» Given records
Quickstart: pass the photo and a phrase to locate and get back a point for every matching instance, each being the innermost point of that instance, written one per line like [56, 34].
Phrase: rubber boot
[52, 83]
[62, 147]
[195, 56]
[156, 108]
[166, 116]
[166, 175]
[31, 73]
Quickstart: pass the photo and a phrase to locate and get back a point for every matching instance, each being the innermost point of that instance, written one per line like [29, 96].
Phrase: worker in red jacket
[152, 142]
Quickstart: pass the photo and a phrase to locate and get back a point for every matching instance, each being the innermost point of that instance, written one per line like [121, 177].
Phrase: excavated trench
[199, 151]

--

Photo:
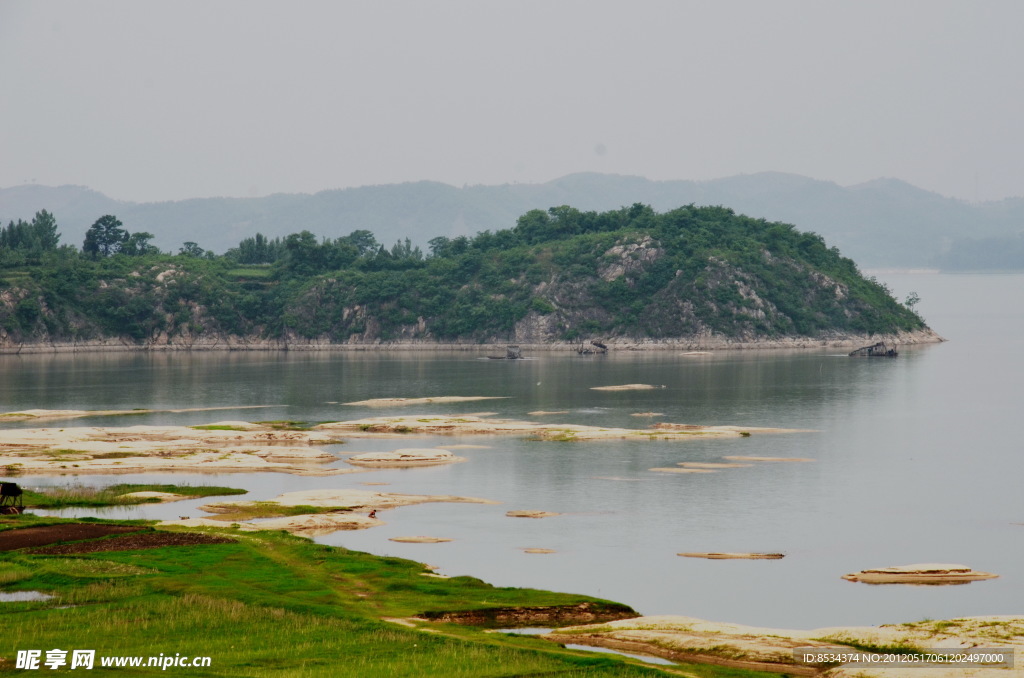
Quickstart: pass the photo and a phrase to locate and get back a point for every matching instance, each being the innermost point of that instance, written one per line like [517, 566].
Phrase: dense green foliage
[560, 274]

» Exercise details
How many lines in the entries above contain the string "Quickstart", with case counting? Reply with the number alone.

» Task response
4